Saved entries
= = = = = = =

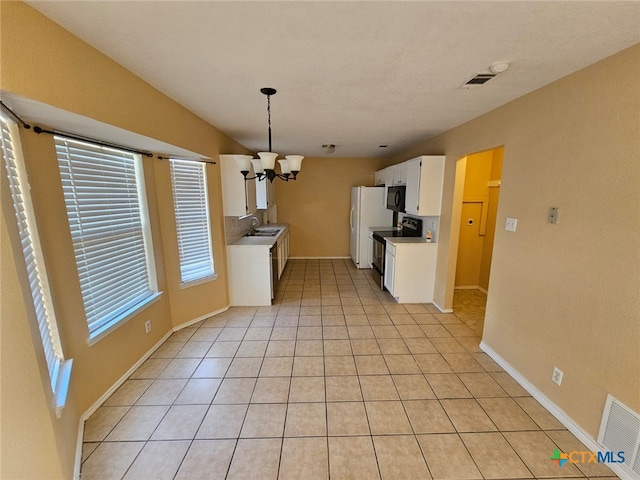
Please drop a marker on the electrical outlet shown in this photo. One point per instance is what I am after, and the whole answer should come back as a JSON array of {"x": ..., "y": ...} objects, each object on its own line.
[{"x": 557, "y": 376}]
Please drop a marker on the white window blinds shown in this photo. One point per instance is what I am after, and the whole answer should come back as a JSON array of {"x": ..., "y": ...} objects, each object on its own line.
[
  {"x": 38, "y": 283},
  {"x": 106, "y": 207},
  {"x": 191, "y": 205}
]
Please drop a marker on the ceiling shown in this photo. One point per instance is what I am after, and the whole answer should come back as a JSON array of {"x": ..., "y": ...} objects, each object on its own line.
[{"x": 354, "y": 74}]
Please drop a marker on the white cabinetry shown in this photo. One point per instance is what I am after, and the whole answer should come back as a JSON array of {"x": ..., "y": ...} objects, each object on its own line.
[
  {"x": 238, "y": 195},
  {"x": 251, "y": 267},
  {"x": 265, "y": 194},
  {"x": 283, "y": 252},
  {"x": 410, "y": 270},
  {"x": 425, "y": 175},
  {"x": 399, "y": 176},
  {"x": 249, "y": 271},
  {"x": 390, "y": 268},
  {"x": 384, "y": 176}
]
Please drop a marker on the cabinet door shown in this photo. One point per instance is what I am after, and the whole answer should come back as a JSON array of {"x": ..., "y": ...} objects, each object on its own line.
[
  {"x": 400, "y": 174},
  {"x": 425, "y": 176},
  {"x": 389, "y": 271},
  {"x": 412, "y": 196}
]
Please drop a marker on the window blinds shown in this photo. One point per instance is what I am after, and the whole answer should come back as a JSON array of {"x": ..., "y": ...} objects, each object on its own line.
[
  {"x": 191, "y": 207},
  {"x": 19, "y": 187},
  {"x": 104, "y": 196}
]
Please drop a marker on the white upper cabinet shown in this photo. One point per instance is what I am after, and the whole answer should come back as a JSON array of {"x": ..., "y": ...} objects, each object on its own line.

= = = = = = =

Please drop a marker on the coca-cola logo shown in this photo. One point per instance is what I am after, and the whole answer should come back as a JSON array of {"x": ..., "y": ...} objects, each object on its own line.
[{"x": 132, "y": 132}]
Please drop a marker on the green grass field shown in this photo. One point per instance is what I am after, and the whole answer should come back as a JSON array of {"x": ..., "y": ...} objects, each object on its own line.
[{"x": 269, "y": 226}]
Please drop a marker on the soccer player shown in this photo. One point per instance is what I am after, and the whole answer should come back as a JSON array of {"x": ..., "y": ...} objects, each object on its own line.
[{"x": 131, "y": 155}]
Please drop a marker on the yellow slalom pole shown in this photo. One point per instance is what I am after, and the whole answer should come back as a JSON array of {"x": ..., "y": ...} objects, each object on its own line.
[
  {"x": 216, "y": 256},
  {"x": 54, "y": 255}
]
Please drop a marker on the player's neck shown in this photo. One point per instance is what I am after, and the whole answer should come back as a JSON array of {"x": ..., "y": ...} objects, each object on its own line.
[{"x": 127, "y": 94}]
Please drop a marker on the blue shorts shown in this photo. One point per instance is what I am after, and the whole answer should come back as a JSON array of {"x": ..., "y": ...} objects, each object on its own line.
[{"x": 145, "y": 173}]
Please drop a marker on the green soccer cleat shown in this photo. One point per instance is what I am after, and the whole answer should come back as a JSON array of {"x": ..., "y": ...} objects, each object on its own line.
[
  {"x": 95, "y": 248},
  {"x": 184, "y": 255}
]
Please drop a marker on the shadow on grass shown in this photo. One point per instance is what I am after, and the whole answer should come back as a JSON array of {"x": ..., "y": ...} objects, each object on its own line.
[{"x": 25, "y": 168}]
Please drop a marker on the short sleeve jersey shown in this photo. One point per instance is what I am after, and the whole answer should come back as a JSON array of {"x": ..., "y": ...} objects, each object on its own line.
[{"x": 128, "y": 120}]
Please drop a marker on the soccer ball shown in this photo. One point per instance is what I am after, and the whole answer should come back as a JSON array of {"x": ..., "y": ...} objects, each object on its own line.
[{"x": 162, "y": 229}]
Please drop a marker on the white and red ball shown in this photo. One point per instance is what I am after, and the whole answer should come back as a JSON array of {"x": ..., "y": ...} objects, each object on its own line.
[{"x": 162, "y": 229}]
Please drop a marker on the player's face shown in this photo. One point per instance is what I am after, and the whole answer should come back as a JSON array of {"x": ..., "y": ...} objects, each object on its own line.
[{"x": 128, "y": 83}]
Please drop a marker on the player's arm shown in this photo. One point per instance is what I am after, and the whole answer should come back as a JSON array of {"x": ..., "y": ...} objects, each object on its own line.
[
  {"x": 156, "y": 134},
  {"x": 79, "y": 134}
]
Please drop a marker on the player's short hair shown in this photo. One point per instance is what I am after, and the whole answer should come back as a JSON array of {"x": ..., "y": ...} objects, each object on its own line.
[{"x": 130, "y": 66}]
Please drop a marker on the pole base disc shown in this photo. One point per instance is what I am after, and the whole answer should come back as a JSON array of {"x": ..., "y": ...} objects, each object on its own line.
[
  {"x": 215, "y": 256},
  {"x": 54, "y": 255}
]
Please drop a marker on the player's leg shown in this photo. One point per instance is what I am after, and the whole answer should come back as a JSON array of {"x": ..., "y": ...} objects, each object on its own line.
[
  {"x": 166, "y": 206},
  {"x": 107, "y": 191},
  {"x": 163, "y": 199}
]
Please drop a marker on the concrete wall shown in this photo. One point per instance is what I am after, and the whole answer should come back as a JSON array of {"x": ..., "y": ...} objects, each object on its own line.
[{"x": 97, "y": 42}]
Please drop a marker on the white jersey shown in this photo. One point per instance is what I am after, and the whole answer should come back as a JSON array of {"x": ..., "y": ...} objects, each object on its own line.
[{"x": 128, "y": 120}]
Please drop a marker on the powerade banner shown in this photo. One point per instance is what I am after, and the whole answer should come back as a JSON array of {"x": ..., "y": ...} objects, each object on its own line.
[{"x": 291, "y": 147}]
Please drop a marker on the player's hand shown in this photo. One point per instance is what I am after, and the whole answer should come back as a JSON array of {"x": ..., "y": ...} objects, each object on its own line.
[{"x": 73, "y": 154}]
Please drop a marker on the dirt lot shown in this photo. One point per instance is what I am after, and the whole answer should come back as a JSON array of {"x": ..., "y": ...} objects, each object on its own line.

= = = = = = =

**What is expected**
Could you reproduce exactly the lines of the entries above, from the one with "Please drop a marker on the concrete" through the one with "Please drop a marker on the dirt", and nothing else?

**Written response**
Please drop a marker on the concrete wall shown in this photo. One point per instance is what I am after, and the whole answer should come back as a JSON array of {"x": ..., "y": ...} objects, each object on its own line.
[{"x": 97, "y": 42}]
Please drop a marker on the white jersey shown in this photo. One point per instance is what I am after, and the whole answer should come back as a JSON array of {"x": ..., "y": ...} objects, each object on its own line.
[{"x": 128, "y": 120}]
Please drop a marker on the powerade banner shown in this photo. One point per instance is what I am after, and the whole answer should come back as a JSON array of {"x": ..., "y": ...} objects, each object on its own line.
[{"x": 291, "y": 147}]
Please drop a marker on the player's hand shown in this photo. One point per instance is what I am after, and the whole answer should come back as a JSON array of {"x": ..., "y": ...} objects, each object on its own line.
[{"x": 73, "y": 154}]
Please drop a marker on the dirt lot shown in this photo. One point per instance is what I am after, and the whole answer should come back as a JSON array of {"x": ..., "y": ...} objects, each object on its own line.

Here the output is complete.